[Excerpts from point annotation data]
_ _ _ _ _ _ _

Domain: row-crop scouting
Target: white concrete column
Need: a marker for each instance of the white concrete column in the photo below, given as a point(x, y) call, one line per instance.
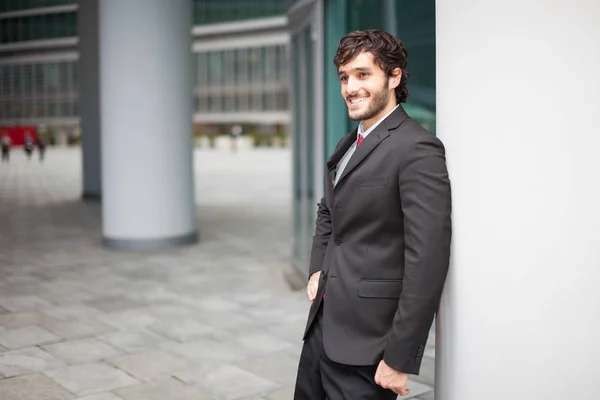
point(89, 97)
point(518, 99)
point(146, 99)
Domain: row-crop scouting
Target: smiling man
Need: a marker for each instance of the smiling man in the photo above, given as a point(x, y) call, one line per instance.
point(382, 241)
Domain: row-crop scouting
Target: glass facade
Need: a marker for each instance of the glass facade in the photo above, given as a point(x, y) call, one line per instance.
point(239, 80)
point(38, 27)
point(250, 80)
point(216, 11)
point(34, 91)
point(16, 5)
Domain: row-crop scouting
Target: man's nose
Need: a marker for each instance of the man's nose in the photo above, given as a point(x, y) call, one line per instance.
point(353, 86)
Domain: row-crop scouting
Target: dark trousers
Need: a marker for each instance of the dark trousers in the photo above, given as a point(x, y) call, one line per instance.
point(320, 378)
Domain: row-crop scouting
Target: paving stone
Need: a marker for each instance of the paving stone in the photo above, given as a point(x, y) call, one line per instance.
point(134, 341)
point(32, 387)
point(208, 351)
point(228, 321)
point(150, 365)
point(88, 379)
point(25, 361)
point(22, 303)
point(27, 336)
point(19, 320)
point(163, 390)
point(170, 312)
point(80, 351)
point(75, 329)
point(72, 312)
point(229, 382)
point(284, 392)
point(101, 396)
point(279, 368)
point(113, 304)
point(128, 319)
point(263, 342)
point(230, 282)
point(182, 330)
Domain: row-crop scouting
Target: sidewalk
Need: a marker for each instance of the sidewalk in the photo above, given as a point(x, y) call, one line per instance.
point(213, 321)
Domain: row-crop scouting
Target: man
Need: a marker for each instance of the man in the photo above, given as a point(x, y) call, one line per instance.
point(381, 248)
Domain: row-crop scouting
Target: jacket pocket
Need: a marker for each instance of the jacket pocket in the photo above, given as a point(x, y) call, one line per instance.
point(371, 181)
point(385, 289)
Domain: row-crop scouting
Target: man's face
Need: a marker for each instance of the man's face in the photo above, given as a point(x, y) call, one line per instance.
point(365, 87)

_ _ _ _ _ _ _

Reproduce the material above word for word, from its start through the line containing "point(382, 241)", and include that line. Omit the pictures.

Domain: row-crop scouting
Target: white concrete column
Need: a marker for each instance of the white concrete column in the photo below, given as a point(x, y) call, one line per instance.
point(89, 97)
point(518, 99)
point(146, 99)
Domain: row-crop scouting
Target: smiling man
Need: a marker for each instance of the smiling man in the photo above, given as a point(x, y) call, one line per instance.
point(382, 241)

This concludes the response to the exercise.